**Problem details**
Are you able to quote each entry exactly as written?

━━━

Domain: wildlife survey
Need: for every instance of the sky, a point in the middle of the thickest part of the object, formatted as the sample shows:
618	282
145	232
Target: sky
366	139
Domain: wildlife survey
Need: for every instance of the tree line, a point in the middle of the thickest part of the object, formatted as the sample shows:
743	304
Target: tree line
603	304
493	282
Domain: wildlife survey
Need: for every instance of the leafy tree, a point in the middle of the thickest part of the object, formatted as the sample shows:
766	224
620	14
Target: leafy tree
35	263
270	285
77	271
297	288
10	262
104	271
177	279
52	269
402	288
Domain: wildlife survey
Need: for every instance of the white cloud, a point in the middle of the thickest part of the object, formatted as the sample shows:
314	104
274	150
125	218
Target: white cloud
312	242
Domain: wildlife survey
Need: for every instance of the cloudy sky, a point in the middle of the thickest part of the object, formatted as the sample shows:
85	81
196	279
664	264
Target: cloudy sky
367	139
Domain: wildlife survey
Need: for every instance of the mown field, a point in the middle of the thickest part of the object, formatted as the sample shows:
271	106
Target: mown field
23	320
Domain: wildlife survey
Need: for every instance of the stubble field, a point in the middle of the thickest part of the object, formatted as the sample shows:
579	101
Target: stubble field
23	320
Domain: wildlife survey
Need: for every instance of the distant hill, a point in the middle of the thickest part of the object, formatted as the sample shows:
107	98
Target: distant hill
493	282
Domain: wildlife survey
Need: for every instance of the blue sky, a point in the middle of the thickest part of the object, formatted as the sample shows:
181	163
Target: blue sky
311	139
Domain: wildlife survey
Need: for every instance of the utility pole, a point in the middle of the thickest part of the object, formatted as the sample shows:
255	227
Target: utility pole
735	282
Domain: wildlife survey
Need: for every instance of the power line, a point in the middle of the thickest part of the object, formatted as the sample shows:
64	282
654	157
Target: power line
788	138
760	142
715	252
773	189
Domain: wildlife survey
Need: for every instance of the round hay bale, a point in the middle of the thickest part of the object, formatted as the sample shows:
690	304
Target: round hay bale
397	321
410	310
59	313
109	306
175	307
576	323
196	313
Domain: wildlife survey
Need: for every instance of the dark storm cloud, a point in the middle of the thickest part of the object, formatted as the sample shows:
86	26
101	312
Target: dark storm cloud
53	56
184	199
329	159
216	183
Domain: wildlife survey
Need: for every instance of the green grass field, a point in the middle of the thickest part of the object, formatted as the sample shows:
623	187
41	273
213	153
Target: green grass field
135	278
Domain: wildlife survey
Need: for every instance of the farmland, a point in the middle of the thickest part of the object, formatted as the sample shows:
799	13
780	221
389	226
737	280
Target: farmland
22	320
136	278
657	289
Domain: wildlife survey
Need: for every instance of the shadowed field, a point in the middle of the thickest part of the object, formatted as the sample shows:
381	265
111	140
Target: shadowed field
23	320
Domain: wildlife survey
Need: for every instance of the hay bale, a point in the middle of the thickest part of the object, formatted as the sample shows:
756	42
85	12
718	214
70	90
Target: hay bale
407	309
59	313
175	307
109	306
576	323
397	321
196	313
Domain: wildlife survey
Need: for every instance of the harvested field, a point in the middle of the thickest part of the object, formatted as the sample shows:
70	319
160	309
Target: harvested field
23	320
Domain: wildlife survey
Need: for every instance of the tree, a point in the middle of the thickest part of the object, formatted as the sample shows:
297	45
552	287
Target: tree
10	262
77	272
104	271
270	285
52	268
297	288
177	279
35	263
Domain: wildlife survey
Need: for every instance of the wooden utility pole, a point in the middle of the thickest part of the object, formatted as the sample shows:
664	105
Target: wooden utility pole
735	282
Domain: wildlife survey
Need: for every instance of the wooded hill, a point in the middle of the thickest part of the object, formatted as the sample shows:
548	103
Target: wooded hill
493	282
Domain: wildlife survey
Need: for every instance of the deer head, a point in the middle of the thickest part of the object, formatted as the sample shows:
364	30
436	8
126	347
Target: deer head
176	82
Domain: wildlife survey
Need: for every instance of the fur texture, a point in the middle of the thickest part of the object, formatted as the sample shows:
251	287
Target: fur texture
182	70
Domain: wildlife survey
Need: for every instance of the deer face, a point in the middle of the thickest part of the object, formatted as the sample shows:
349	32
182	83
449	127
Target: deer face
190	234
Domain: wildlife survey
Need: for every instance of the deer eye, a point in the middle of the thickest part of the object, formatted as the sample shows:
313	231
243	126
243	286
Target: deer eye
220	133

━━━

**Written answer**
Domain: wildlife survey
Need: for every instance of the sky, a point in the middle of the thickest part of the object, formatted as the sample shows:
618	282
145	232
Target: sky
366	139
Domain: wildlife survey
Need: for every instance of the tree line, a point in the middle of the thickest part of the object, formatted as the sample shows:
743	304
Target: tree line
603	304
493	282
Domain: wildlife survey
Need: for every instance of the leafy tree, a point in the middle of the thickest part of the object, formatted as the sample shows:
766	224
620	14
Target: leafy tree
35	263
270	285
77	271
297	288
10	262
104	271
177	279
52	269
402	288
Domain: wildlife survey
Need: for every instance of the white cloud, a point in the middle of the thickest part of the object, formatted as the sample shows:
314	104
274	150
125	218
Target: white cloud
312	242
Domain: wildlife survey
Need: for every instance of the cloudy sky, a point in the middle of the thickest part of the object, formatted as the sample shows:
85	81
196	279
664	264
Target: cloudy sky
367	139
Domain: wildlife survey
Need: for every instance of the mown field, a point in the middle of the thickest part of the object, formatted as the sample shows:
271	106
Target: mown field
23	320
Domain: wildlife survey
Need: for every instance of the stubble field, a point in the middle of the thickest part of the object, formatted as the sample shows:
579	101
Target: stubble field
23	320
Domain: wildlife survey
Need: for every instance of the distant hill, a point in the middle of the thickest part of the object, formatted as the sample shows:
107	98
Target: distant hill
493	282
Domain: wildlife survey
Need: for every instance of the blue sky, a point in the middle of the thickest part of the object, formatted as the sample shows:
181	163
Target: blue sky
311	139
Domain: wildlife survey
Need: for every instance of the utility pole, a point in the middle of the thickest part of the object, formatted as the sample shows:
255	227
Target: utility pole
735	282
Domain: wildlife survey
Need: for every instance of the power line, a point in the middle of the thickest part of the object, formatted as the sample shows:
64	282
654	157
Target: power line
788	138
760	142
715	252
773	189
Domain: wildlife survey
Need: for every instance of the round hay bale, a point in the middle of the thickest part of the object, formatted as the sample shows:
690	304
Target: round hay bale
397	321
410	310
59	313
109	306
175	307
576	323
196	313
Domain: wildlife survey
Need: for every instance of the dark storm cloud, a point in the middle of the thickest part of the object, formatted as the sample shows:
86	26
101	312
Target: dark storm cloud
53	56
184	199
329	159
216	183
Domain: wildlife survey
Need: for every instance of the green grass field, a point in the middle of the thickest part of the object, formatted as the sample shows:
623	187
41	273
213	153
Target: green grass field
135	278
Domain: wildlife survey
Need: for every instance of the farmland, a point in the middle of the thickest part of the object, formatted as the sample shows:
799	13
780	221
389	226
737	280
Target: farmland
22	320
136	278
657	289
Domain: wildlife survey
Need: for every instance of the shadowed field, a point in the middle of the thickest part of the object, formatted as the sample shows:
381	265
111	140
Target: shadowed field
23	320
Domain: wildlife survey
Need: for every instance of the hay bale, a point in the middle of the thickest part of the object, formatted as the sample shows:
756	42
85	12
718	214
70	90
Target: hay bale
407	309
59	313
175	307
109	306
576	323
397	321
196	313
Domain: wildlife survey
Need: for every instance of the harvested field, a point in the middle of the thickest part of the object, formatted as the sample shows:
70	319
160	309
Target: harvested field
23	320
Domain: wildlife survey
Need: for every instance of the tree, a point in the middle of the thickest part of the object, formatted as the sample shows:
297	45
552	287
Target: tree
10	262
77	272
104	271
270	285
52	268
297	288
177	279
35	263
Domain: wildlife survey
Need: for every instance of the wooden utility pole, a point in the middle of the thickest part of the object, formatted as the sample shows:
664	105
Target: wooden utility pole
735	282
Domain: wildlife survey
Need: for every instance of the wooded hill, a point in the middle of the thickest part of the object, formatted as the sample shows:
548	103
Target: wooded hill
493	282
Domain: wildlife survey
Need: for every instance of the deer head, a point in the middle of the thickest part of the object, formatted as the sample shows:
364	30
436	8
126	347
Target: deer head
176	82
Domain: wildlife survey
Need: for every instance of the fur texture, a point in the middle of the thickest part of the object, formatted as the sample shows:
251	287
Target: fur texture
182	70
Domain: wildlife survey
Need: for every instance of the deer face, a point in the middle of the thickest part of the object, formatted as the sample shows:
349	32
182	83
449	127
Target: deer face
190	234
Domain: wildlife survey
Need: for every instance of the deer eye, a point in the middle of the thickest part of the object, formatted as the sample shows:
313	231
243	126
243	286
Target: deer eye
220	133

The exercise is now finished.